Fragmento para leer -
Nacionalismo, xenofobia y fanatismo: el factor migración
Vivimos tiempos convulsos. Abundan textos que buscan encontrar sentido en una serie de fenómenos a los que estamos sujetos. La personalidad y la gestión de Donald Trump, por ejemplo, han suscitado profundas reflexiones acerca de temas como El fin de la inteligencia (Hayden, 2018) o La muerte de la verdad (Kakutani, 2018). Pero no solo Trump está en las discusiones. En toda clase de regiones se puede apreciar el avance de populismos de izquierda y de derecha, la emergencia de propuestas políticas alternativas a los sistemas tradicionales. Obama lo dijo así: Nos encontramos ante “un creciente nacionalismo, xenofobia y fanatismo en Estados Unidos y en todo el mundo”. Es posible identificar un tema que se ha convertido en patrón, diría yo, en casi toda esa serie de análisis que se están escribiendo: el factor migración.
No hay una única causa del ascenso de la xenofobia, el nacionalismo o el fanatismo, ni tampoco es la primera vez que estos fenómenos se presentan en la historia o la primera ocasión en la que se pueden apreciar efectos a causa de migraciones humanas. Sin embargo: (a) nunca antes habíamos estado tan sujetos a tal cantidad de información procesada al instante; (b) nunca antes nuestros sistemas económicos y políticos habían estado tan interconectados; y como consecuencia (c) nunca antes el miedo había viajado tan rápidamente. Miedo a ser víctimas de violencia o terrorismo, miedo a que nos alcancen los problemas de los “otros”, miedo a que nos invadan las “hordas” de extranjeros y afecten nuestra estabilidad o que nos roben nuestros trabajos. Miedo a perder nuestros valores, nuestras costumbres. Frente a esas circunstancias, lo único que hace falta es un discurso convincente que proponga “soluciones” para “cuidarnos” y “protegernos”. Y si ese discurso, realmente conecta con esas emociones, es difícil que sea derrotado por estadísticas o datos que sustenten lo contrario. Ahí, en esa narrativa, cabe la idea de un muro, o cualquier medida para resguardar las fronteras y salvar a nuestros hijos de los “violadores y criminales”, o bien, para cuidar nuestra “amenazada” economía. Ahí cabe también la idea de prohibir la entrada a “todos los musulmanes”. Triunfan las narrativas que prometen fortalecer lo propio, las que juran ver, finalmente, por nuestra nación.

Acciones a realizar -
1. En el texto sobre el factor migración, ¿qué tema se señala como un patrón en casi toda la serie de análisis que se están escribiendo?
2. Con base en el texto sobre el factor migración, explica por qué nunca antes el miedo había viajado tan rápidamente.
3. Por favor, prolonga el texto sobre el factor migración a partir de su última oración.

Información proporcionada -
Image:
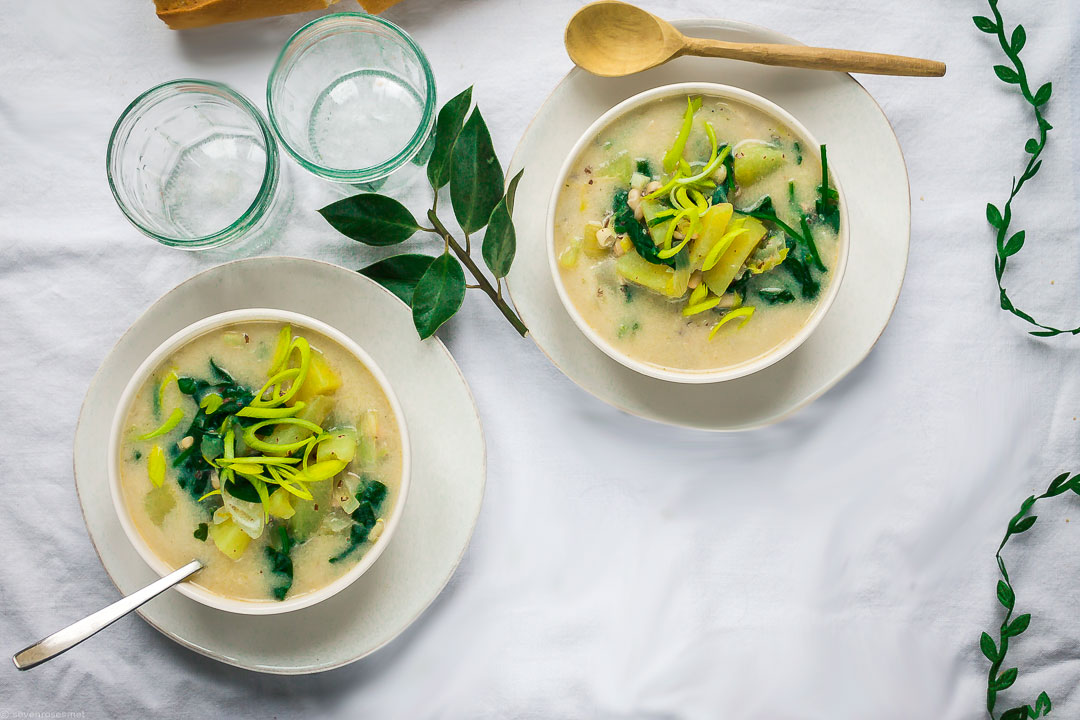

Respuestas del ejercicio -
1. El factor migración.

2. Porque nunca antes habíamos estado sujetos a tal cantidad de información procesada al instante y nunca antes nuestros sistemas económicos y políticos habían estado tan interconectados. La rapidez con que viaja el miedo se presenta como consecuencia de esas dos circunstancias.

3.
Sin embargo, hoy es prácticamente imposible desvincularse de este sistema global que, a lo largo de décadas, hemos creado. Pensemos solamente en la crisis de refugiados que alcanza niveles máximos en Europa en 2015 y 2016. Revisando los datos, los vínculos entre los conflictos armados de Siria, Irak y Afganistán, y esos grandes picos de refugiados, son evidentes. A ello debemos sumar la migración por causas económicas que tiene otros orígenes, pero que tampoco puede ser desvinculada del sistema global en el que vivimos. Entender eso implica asumir que es imposible resolver el fenómeno migratorio a través de muros, controles fronterizos o apelar a los valores y símbolos nacionales. Sin embargo, un análisis racional de este fenómeno no llega a las audiencias de la misma manera que el relato emocional que busca conectar con el miedo a los peligros o amenazas que “vienen de fuera”, miedo para el que ese discurso, ofrece soluciones simples: “Impide la entrada al país de todos los musulmanes”, “Que se queden todos en Turquía” o simplemente “Construye ya ese mentado muro” para frenar el terrorismo, el crimen y la drogadicción de nuestros jóvenes. ¿Quién necesita revivir a la moribunda “verdad” de Kakutani o rescatar a la “inteligencia” de Hayden?